◆ Input ◆
^^^^

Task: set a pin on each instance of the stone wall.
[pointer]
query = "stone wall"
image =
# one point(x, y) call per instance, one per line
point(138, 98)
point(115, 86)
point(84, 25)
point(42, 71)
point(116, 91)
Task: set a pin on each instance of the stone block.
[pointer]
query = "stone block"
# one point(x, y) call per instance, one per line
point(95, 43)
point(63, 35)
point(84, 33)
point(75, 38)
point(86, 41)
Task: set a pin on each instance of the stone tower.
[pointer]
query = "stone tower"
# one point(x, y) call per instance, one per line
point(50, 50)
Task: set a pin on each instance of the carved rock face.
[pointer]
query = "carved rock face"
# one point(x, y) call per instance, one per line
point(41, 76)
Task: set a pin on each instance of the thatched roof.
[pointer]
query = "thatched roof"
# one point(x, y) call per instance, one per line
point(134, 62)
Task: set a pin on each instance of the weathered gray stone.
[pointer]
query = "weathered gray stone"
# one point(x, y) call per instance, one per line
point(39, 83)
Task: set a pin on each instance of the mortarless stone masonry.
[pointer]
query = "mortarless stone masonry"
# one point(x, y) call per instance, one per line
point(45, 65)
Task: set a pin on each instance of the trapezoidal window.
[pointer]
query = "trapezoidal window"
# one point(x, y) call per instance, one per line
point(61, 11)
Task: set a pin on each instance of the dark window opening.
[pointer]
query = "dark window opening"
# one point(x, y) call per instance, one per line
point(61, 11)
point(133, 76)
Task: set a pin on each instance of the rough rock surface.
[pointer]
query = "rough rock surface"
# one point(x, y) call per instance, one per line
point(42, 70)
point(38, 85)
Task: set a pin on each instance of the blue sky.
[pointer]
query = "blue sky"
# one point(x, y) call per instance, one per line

^^^^

◆ Given request ◆
Present every line of the listing above as a numbered list, leaving out any blank lines.

◆ Right answer ◆
1. Task: set a pin on each instance of the stone wall.
2. [pointer]
3. query = "stone wall"
4. image =
5. # one point(x, y) call per instance, one per line
6. point(138, 98)
7. point(115, 86)
8. point(84, 25)
9. point(42, 71)
10. point(116, 91)
11. Task: set a pin on each instance of the stone block.
12. [pointer]
13. query = "stone block"
14. # one point(x, y) call per instance, one per line
15. point(95, 43)
16. point(63, 35)
17. point(84, 33)
18. point(75, 38)
19. point(86, 41)
20. Task: set a pin on each instance of the stone tower.
21. [pointer]
22. query = "stone tower"
23. # one point(x, y) call per instance, one per line
24. point(50, 50)
25. Task: set a pin on each instance of the carved rock face.
26. [pointer]
27. query = "carved rock face"
28. # one point(x, y) call per instance, one per line
29. point(41, 76)
30. Task: set a pin on each instance of the thatched roof.
31. [pointer]
32. query = "thatched roof"
33. # one point(x, y) call per instance, one per line
34. point(134, 62)
35. Task: set a pin on each instance of the weathered gray stone.
36. [pointer]
37. query = "weathered gray stone"
38. # one point(x, y) call per instance, one per line
39. point(39, 83)
40. Task: set a pin on each instance of the mortarless stone masonry.
41. [pointer]
42. query = "mortarless stone masonry"
43. # one point(x, y) call per instance, one per line
44. point(45, 65)
45. Task: set a pin on each instance of the trapezoidal window.
46. [pointer]
47. query = "trapezoidal window"
48. # one point(x, y) call per instance, one per line
49. point(61, 11)
50. Task: set a pin on each instance of the dark window opening.
51. [pointer]
52. query = "dark window opening"
53. # one point(x, y) call per instance, one per line
54. point(61, 11)
55. point(133, 76)
56. Task: set a pin on each instance of the rough rock surface.
57. [pointer]
58. query = "rough rock surface"
59. # one point(x, y) call per instance, one per line
60. point(42, 70)
61. point(38, 85)
62. Task: set a pin on each instance of the blue sky.
63. [pointer]
64. query = "blue sky"
65. # one point(x, y) call per instance, one per line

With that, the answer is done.